SET PROBLEM
Copy the lines from the one containing "Return the outline of every instance of the background" through the end of the material, replacing "vehicle" with "automobile" and changing nothing else.

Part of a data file
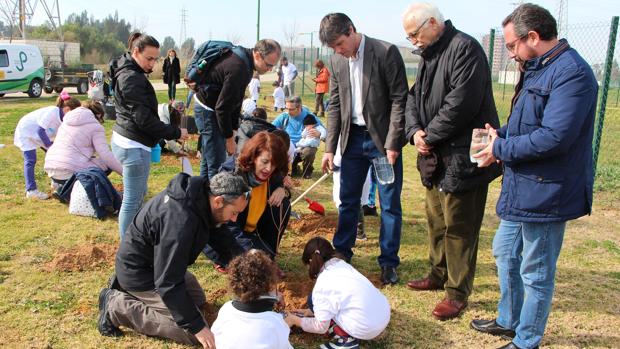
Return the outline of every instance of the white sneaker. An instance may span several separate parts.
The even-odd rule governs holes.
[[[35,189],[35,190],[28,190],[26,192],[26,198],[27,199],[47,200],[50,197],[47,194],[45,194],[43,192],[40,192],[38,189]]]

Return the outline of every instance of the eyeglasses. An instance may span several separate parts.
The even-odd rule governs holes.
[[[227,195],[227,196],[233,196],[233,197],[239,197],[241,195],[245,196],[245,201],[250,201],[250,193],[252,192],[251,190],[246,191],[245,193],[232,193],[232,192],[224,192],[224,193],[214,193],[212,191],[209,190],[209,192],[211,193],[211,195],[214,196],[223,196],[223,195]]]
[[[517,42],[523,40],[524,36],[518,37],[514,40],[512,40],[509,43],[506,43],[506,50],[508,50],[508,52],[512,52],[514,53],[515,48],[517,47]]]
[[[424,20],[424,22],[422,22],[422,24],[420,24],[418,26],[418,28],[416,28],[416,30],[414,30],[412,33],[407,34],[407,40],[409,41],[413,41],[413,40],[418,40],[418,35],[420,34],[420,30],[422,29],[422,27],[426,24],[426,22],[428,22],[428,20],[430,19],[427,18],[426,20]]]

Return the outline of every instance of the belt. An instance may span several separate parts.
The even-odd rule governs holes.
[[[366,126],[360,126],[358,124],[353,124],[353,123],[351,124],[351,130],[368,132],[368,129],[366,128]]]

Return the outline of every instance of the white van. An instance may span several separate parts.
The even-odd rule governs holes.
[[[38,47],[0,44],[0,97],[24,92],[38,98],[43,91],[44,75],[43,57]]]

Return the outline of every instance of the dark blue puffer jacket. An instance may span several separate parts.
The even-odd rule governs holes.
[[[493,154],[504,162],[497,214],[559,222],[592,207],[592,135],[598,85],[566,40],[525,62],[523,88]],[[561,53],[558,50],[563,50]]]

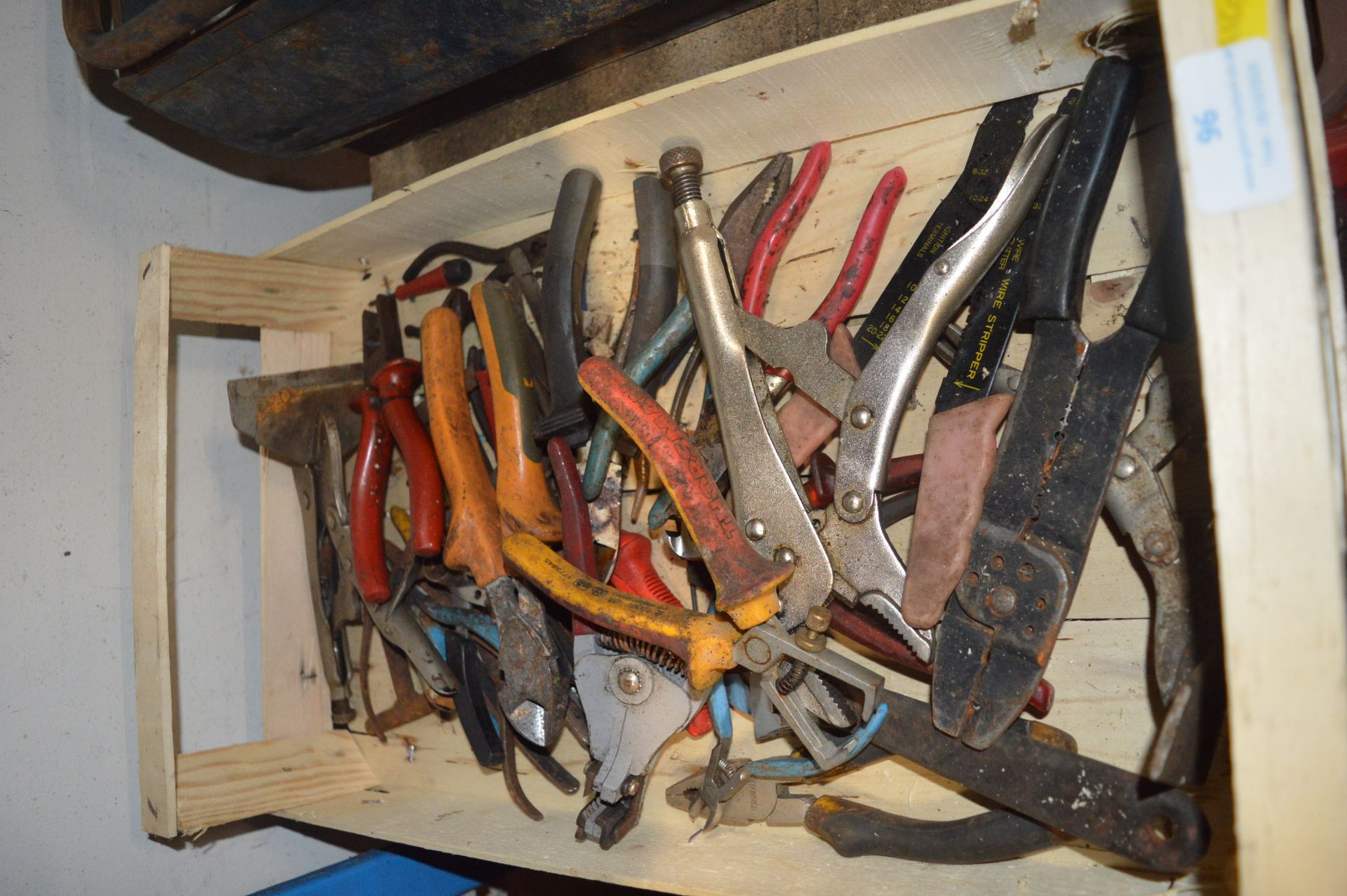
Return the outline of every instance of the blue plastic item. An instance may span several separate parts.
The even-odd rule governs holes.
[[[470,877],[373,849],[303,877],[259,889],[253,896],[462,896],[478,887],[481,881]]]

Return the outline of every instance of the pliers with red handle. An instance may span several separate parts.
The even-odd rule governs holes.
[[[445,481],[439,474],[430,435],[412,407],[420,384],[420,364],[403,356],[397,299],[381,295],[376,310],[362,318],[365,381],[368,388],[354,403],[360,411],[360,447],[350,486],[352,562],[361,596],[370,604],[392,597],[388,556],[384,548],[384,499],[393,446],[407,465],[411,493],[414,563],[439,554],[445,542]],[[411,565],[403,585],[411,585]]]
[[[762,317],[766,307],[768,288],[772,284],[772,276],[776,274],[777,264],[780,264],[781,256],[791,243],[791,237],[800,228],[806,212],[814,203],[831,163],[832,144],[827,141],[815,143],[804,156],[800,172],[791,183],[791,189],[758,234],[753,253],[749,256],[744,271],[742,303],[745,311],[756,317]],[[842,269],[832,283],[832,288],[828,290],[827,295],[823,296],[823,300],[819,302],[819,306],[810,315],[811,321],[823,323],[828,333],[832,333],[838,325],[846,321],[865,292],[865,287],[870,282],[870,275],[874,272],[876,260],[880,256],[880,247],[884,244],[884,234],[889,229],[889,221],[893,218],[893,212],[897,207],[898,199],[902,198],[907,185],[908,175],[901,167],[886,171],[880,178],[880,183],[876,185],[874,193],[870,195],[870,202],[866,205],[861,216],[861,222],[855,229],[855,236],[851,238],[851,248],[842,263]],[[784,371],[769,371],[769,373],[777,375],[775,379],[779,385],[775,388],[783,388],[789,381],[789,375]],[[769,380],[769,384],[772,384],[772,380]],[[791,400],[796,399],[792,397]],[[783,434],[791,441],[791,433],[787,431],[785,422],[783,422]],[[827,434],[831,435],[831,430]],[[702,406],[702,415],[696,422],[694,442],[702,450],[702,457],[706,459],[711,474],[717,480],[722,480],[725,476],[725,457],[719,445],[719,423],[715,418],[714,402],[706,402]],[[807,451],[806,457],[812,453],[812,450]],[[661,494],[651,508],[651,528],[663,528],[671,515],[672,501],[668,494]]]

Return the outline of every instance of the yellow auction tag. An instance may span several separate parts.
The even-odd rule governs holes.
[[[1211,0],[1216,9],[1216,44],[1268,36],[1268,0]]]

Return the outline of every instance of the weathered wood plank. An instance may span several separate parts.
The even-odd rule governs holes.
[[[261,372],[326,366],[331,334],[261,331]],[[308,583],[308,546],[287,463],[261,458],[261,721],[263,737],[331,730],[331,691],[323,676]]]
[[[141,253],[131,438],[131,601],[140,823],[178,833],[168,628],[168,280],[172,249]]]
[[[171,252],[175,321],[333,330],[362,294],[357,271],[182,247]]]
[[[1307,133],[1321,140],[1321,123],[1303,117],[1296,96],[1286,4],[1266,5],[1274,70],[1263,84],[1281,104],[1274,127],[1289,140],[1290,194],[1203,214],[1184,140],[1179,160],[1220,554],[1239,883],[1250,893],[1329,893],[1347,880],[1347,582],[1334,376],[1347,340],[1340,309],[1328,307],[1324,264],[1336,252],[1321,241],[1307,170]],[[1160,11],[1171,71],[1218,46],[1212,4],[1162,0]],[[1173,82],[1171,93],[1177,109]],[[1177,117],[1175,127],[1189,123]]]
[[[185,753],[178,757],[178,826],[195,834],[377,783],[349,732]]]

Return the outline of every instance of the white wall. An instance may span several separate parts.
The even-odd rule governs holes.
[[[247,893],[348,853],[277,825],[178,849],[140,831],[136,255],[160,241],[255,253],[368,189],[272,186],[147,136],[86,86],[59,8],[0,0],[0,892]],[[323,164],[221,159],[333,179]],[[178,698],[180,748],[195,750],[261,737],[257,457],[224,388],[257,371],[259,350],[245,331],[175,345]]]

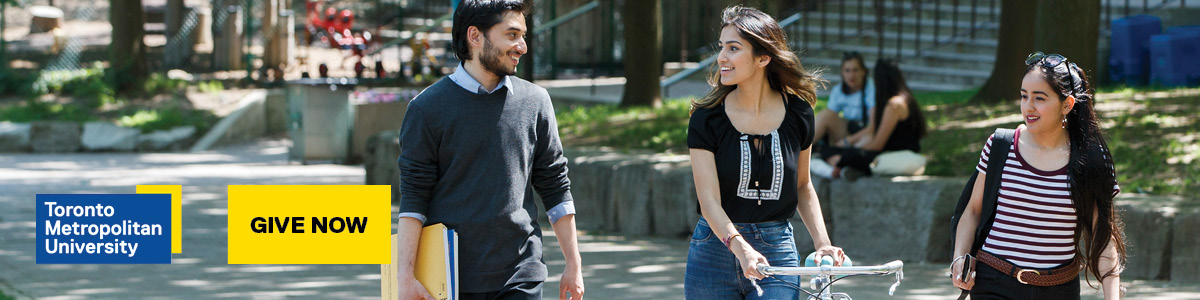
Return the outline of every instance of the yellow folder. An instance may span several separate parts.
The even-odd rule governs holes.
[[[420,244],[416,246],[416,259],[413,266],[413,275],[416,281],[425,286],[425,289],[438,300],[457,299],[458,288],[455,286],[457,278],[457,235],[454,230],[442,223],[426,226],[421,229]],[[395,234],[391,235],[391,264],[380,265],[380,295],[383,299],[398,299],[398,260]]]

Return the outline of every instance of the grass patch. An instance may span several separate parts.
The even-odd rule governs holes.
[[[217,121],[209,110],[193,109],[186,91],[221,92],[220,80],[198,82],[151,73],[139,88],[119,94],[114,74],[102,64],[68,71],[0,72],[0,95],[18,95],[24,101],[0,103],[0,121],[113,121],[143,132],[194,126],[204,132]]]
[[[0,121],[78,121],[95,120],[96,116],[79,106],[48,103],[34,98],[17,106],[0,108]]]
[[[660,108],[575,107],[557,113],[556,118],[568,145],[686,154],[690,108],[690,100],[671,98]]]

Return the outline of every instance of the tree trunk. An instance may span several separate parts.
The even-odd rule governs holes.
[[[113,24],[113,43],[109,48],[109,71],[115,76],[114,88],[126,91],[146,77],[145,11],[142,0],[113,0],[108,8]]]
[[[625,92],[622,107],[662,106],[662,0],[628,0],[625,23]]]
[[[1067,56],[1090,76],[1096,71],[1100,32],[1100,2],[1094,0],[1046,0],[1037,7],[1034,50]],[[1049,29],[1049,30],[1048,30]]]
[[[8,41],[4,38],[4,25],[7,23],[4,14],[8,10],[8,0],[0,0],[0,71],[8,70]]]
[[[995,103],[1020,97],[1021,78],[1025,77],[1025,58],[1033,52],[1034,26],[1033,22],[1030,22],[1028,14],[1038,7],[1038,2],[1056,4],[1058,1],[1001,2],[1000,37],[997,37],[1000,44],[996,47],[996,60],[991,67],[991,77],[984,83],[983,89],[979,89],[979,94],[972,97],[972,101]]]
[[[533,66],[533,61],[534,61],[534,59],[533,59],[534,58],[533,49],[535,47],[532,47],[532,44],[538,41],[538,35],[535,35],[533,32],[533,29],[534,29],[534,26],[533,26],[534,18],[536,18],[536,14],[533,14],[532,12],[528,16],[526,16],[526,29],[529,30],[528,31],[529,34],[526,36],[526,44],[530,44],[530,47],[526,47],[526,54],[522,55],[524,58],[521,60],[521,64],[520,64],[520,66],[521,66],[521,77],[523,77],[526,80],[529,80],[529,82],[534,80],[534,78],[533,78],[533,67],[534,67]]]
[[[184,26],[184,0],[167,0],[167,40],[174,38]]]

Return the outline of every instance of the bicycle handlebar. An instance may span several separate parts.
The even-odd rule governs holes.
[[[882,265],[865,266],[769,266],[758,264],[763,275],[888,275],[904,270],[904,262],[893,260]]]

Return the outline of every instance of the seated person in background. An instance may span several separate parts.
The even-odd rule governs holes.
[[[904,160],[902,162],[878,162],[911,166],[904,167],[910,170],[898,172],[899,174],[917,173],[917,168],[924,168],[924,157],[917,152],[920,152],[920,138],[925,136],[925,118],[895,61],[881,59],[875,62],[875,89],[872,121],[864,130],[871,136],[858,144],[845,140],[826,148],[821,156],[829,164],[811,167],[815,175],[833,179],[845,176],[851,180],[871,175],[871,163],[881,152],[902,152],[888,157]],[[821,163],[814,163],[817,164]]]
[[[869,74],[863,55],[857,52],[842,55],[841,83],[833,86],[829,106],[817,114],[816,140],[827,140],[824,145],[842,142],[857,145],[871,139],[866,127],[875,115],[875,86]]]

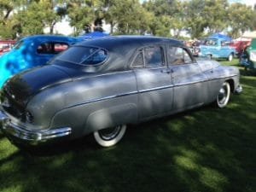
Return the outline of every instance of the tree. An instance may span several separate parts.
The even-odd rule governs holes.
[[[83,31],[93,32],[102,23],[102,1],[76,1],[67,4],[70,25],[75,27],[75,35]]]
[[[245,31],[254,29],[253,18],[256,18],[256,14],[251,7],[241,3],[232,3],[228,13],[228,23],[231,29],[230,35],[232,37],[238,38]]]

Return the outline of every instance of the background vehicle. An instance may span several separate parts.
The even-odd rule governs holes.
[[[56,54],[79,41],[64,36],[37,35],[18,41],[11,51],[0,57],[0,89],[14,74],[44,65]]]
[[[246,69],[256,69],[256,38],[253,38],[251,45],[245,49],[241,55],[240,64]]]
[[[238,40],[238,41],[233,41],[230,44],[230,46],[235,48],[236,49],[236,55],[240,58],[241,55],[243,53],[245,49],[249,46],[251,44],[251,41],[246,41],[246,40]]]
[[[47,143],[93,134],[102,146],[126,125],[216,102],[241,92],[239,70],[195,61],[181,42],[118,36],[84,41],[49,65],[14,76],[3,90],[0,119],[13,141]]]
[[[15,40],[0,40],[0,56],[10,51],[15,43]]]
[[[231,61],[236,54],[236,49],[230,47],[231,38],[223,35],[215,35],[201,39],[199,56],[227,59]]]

RIGHT ANSWER
Return the outline of every instance of the background automobile. An instance may span several separate parts.
The even-odd rule governs holes.
[[[56,54],[79,41],[64,36],[37,35],[18,41],[11,51],[0,57],[0,89],[14,74],[44,65]]]
[[[246,69],[256,69],[256,38],[253,38],[251,45],[245,49],[241,55],[240,64]]]
[[[238,40],[238,41],[233,41],[230,44],[230,46],[235,48],[236,49],[236,55],[240,58],[241,55],[243,53],[245,49],[249,46],[251,44],[251,41],[246,41],[246,40]]]
[[[47,143],[93,134],[102,146],[126,125],[216,102],[241,92],[239,70],[195,61],[181,42],[118,36],[84,41],[49,65],[14,76],[3,90],[0,119],[13,141]]]
[[[15,40],[0,40],[0,56],[10,51],[15,43]]]
[[[231,61],[236,54],[236,49],[230,47],[231,38],[223,35],[215,35],[201,39],[199,56],[227,59]]]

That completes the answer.